** Start Input records **
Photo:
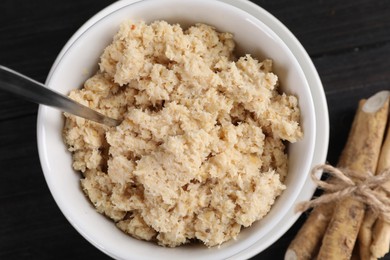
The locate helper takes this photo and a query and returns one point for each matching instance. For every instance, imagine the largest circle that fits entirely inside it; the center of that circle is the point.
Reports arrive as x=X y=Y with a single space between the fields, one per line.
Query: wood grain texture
x=349 y=42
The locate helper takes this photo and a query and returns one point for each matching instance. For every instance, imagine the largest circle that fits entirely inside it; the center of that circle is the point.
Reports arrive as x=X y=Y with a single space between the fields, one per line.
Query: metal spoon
x=31 y=90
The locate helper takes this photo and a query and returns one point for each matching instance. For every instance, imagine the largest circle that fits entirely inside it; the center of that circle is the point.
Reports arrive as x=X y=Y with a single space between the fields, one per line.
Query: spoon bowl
x=34 y=91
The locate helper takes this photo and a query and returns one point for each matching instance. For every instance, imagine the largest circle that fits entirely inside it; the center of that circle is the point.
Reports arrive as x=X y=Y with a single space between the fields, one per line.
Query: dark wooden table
x=349 y=42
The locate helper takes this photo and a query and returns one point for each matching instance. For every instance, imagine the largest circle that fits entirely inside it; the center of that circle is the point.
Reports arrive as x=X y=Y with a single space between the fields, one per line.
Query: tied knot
x=370 y=189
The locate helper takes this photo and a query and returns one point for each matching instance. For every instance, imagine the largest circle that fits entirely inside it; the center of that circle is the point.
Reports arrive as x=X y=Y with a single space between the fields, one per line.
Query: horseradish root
x=331 y=229
x=308 y=240
x=360 y=155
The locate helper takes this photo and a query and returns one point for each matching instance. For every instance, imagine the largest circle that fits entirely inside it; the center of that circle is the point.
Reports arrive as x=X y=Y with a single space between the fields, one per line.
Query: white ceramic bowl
x=78 y=61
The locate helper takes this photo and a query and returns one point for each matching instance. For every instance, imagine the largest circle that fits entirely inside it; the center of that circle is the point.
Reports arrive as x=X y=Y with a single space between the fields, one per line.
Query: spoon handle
x=31 y=90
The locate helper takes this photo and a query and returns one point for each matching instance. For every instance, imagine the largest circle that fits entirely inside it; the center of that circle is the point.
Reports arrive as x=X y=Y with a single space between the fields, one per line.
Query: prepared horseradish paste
x=200 y=153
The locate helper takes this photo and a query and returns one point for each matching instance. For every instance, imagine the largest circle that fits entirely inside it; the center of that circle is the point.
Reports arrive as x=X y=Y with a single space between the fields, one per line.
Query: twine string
x=368 y=188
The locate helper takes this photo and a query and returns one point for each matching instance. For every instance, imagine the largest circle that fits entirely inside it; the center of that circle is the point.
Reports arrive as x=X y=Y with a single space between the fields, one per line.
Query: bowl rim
x=256 y=11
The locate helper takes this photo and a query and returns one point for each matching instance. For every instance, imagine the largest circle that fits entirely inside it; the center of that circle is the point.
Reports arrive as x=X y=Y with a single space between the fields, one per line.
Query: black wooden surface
x=349 y=42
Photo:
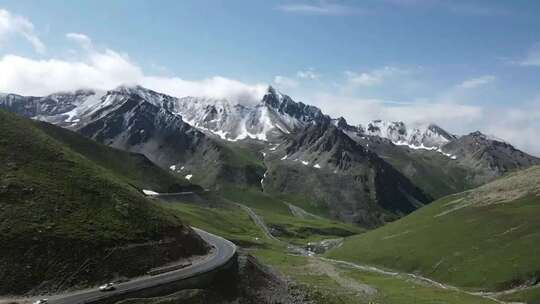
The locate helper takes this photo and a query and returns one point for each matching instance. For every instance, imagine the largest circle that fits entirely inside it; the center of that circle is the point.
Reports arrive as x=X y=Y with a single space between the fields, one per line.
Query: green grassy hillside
x=71 y=219
x=487 y=238
x=134 y=168
x=322 y=281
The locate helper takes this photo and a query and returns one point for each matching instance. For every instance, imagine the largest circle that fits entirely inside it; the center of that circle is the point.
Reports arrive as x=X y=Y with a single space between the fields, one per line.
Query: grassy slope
x=278 y=217
x=60 y=211
x=232 y=222
x=492 y=246
x=135 y=168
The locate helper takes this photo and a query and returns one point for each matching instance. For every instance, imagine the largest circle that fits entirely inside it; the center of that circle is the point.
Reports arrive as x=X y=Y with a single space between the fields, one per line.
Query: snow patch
x=150 y=192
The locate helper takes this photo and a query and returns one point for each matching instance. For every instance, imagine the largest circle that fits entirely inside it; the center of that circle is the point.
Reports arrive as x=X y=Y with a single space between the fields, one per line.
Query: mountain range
x=367 y=175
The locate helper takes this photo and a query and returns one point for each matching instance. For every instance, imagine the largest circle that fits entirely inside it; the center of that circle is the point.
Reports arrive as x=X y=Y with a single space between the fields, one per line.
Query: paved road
x=224 y=251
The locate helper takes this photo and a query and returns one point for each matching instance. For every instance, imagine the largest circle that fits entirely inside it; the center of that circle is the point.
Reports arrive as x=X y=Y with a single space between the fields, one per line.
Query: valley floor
x=323 y=280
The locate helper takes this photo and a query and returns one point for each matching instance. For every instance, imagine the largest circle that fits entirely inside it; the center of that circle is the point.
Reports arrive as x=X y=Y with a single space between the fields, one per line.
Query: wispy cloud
x=284 y=82
x=532 y=58
x=477 y=82
x=373 y=77
x=329 y=8
x=11 y=24
x=308 y=74
x=104 y=69
x=458 y=7
x=81 y=39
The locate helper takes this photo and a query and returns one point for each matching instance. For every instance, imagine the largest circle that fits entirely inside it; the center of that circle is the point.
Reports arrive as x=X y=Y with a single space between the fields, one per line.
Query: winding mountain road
x=223 y=252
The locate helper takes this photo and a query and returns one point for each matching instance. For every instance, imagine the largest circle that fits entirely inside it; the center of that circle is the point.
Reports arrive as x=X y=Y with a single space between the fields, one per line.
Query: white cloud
x=517 y=125
x=105 y=70
x=532 y=58
x=361 y=110
x=17 y=25
x=476 y=82
x=83 y=40
x=307 y=74
x=285 y=82
x=328 y=8
x=374 y=77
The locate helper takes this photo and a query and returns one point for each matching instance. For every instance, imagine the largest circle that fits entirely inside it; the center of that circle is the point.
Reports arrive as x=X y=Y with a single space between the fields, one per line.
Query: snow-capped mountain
x=186 y=135
x=424 y=136
x=276 y=113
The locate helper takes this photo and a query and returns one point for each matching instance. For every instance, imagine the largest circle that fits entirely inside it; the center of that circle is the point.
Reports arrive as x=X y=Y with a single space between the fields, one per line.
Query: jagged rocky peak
x=420 y=136
x=284 y=104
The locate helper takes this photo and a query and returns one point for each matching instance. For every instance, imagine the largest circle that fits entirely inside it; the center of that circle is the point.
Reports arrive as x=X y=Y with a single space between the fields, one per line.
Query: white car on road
x=106 y=287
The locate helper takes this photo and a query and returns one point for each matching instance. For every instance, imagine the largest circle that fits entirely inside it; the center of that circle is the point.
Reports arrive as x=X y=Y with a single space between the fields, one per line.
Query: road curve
x=223 y=252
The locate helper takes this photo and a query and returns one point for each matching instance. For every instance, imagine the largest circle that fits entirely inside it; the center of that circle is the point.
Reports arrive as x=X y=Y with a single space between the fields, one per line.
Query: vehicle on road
x=107 y=287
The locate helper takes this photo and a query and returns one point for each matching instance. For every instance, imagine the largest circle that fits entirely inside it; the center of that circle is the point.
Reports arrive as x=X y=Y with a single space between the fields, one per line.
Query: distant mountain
x=484 y=239
x=323 y=164
x=73 y=211
x=217 y=142
x=427 y=136
x=490 y=155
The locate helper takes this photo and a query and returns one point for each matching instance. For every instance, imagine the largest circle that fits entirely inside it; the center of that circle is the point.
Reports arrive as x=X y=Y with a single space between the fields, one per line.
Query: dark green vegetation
x=71 y=211
x=434 y=173
x=483 y=239
x=321 y=281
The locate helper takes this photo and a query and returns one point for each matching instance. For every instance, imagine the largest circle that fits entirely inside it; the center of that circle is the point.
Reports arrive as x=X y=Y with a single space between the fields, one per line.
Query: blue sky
x=466 y=65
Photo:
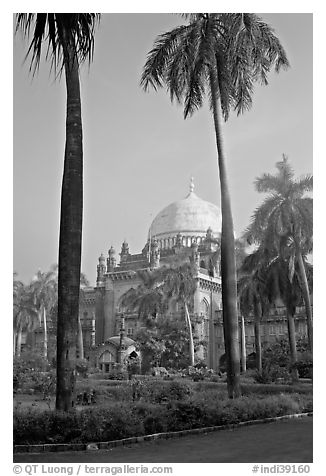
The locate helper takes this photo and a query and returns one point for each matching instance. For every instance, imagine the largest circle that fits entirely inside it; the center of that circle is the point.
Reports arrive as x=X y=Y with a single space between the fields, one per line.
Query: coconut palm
x=221 y=54
x=284 y=221
x=253 y=294
x=69 y=40
x=24 y=313
x=180 y=285
x=80 y=340
x=43 y=288
x=287 y=287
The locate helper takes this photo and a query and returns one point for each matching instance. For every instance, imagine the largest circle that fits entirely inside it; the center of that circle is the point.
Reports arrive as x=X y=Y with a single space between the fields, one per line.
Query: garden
x=110 y=407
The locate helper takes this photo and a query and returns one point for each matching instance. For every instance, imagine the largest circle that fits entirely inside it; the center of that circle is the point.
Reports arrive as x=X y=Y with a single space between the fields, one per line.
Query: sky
x=139 y=152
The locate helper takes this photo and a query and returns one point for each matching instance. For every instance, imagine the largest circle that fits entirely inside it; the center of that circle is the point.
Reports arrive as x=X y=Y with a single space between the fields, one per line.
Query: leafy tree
x=222 y=55
x=69 y=40
x=283 y=223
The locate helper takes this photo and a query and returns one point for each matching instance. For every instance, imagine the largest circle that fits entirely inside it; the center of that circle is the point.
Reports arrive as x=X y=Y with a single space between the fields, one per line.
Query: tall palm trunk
x=70 y=237
x=293 y=344
x=228 y=266
x=258 y=316
x=243 y=346
x=19 y=342
x=14 y=343
x=191 y=339
x=45 y=338
x=306 y=297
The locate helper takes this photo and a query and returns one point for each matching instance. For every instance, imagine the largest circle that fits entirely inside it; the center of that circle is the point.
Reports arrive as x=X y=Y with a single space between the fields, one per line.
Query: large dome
x=190 y=217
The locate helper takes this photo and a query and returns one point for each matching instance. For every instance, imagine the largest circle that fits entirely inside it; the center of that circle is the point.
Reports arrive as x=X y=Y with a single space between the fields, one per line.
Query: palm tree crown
x=53 y=29
x=285 y=213
x=229 y=51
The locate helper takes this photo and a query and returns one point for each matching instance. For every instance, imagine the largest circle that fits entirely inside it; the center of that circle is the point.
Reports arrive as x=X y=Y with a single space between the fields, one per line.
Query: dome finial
x=192 y=185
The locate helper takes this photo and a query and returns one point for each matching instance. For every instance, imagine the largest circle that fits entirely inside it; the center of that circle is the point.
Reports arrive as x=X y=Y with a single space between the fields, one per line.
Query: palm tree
x=285 y=286
x=69 y=42
x=158 y=289
x=253 y=294
x=284 y=220
x=221 y=54
x=179 y=284
x=24 y=313
x=44 y=291
x=80 y=341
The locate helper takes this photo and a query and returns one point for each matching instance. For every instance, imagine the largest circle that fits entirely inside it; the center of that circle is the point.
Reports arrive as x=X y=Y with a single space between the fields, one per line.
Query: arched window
x=204 y=307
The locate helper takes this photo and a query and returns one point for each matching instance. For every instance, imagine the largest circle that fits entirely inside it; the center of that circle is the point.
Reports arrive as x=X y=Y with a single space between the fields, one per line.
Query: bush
x=305 y=365
x=160 y=391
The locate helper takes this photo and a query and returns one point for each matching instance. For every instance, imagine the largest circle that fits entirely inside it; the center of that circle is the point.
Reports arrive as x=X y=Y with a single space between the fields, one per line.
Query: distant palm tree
x=24 y=313
x=284 y=221
x=286 y=287
x=253 y=294
x=44 y=290
x=179 y=284
x=221 y=54
x=69 y=39
x=80 y=341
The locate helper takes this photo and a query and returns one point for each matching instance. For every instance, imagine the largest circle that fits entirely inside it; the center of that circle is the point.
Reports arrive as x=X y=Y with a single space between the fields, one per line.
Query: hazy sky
x=139 y=152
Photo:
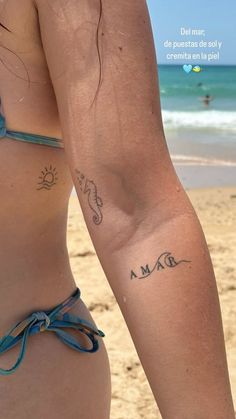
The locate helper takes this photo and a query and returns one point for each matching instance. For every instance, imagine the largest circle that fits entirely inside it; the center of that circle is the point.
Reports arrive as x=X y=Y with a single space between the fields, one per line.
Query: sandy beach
x=131 y=393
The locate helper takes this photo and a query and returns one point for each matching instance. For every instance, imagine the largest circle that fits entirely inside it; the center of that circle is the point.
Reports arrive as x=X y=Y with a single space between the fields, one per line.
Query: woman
x=82 y=76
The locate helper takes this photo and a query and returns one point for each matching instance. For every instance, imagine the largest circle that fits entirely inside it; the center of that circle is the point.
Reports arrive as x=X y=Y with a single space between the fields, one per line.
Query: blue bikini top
x=29 y=138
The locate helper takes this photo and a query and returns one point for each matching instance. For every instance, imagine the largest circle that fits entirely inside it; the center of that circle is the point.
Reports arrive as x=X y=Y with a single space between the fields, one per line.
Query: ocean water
x=196 y=133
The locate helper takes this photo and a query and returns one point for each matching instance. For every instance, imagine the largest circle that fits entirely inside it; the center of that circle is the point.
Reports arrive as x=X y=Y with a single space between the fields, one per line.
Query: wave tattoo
x=164 y=261
x=88 y=187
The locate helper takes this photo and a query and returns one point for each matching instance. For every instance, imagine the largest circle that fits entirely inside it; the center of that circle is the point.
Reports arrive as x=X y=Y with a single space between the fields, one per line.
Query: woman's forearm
x=164 y=283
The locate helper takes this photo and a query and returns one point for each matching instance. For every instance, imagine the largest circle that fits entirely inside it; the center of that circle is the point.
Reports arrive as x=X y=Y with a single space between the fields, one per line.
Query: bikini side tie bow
x=53 y=320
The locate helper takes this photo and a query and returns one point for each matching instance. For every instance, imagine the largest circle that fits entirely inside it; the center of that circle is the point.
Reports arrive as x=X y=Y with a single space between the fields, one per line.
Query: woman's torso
x=33 y=215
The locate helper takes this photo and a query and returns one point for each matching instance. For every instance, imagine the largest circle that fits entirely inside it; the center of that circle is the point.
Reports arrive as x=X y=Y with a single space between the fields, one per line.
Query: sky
x=215 y=17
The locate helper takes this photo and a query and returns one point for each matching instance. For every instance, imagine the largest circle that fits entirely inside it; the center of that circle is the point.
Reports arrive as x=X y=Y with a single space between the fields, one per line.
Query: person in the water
x=207 y=100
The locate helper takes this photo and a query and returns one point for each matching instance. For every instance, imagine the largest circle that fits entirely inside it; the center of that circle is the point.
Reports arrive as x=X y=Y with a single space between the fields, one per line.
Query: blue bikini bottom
x=50 y=321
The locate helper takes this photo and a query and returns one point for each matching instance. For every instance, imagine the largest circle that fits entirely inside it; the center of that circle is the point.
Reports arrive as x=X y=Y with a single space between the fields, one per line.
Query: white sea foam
x=200 y=161
x=220 y=120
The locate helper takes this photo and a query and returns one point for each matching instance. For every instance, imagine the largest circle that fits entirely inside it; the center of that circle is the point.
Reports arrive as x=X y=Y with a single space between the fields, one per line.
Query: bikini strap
x=50 y=320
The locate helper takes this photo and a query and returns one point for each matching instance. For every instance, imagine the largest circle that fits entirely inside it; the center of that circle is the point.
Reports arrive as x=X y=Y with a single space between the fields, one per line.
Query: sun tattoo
x=48 y=178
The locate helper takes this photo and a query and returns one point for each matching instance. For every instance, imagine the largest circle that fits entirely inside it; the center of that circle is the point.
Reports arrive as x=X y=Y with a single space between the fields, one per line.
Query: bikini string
x=50 y=321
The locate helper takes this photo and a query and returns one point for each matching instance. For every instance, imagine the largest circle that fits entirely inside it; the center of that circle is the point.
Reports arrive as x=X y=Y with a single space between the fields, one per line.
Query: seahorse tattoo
x=164 y=261
x=87 y=186
x=48 y=178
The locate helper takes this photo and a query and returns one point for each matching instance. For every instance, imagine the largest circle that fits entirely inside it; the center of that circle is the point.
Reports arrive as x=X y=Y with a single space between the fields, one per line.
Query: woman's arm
x=143 y=226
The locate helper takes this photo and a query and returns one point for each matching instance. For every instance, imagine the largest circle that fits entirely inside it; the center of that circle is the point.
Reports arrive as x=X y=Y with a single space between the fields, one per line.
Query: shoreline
x=197 y=176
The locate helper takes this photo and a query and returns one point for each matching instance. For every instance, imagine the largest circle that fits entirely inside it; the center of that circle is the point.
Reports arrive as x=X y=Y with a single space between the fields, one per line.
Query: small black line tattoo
x=87 y=186
x=164 y=261
x=48 y=179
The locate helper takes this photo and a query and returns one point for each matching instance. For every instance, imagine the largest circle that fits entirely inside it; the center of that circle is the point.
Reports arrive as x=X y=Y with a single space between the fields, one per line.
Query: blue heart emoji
x=187 y=68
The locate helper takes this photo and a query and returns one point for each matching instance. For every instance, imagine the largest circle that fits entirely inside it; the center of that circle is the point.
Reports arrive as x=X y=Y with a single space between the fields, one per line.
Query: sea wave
x=200 y=161
x=223 y=120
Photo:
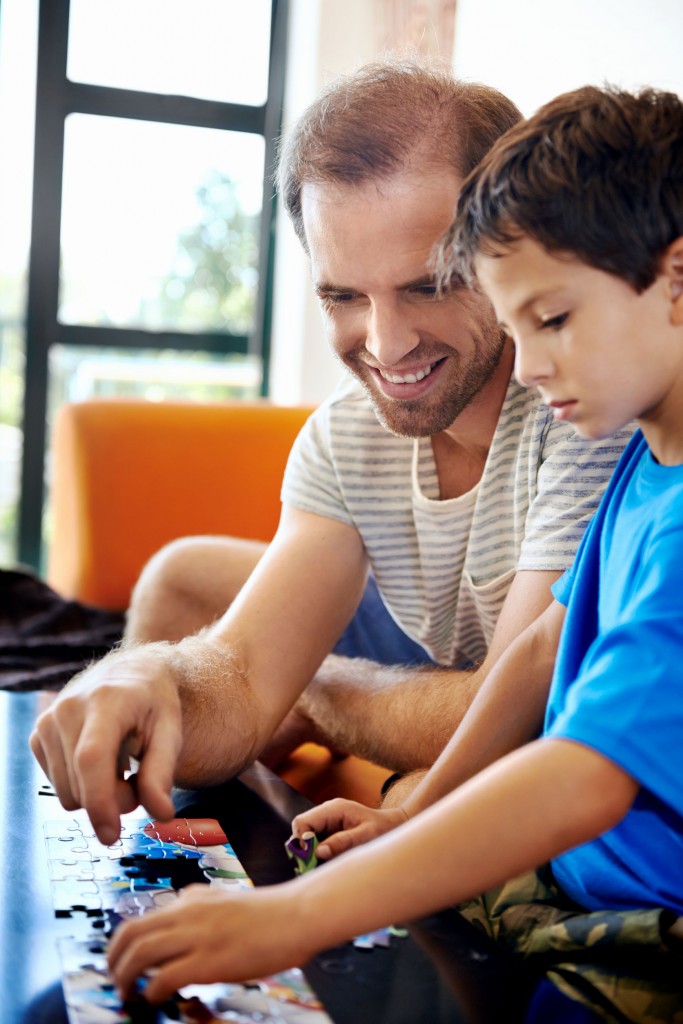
** End Input records **
Given exercise » Count the lines of the data that contain the string "black", treating case as significant, and reply with the number alone.

Written answer » 2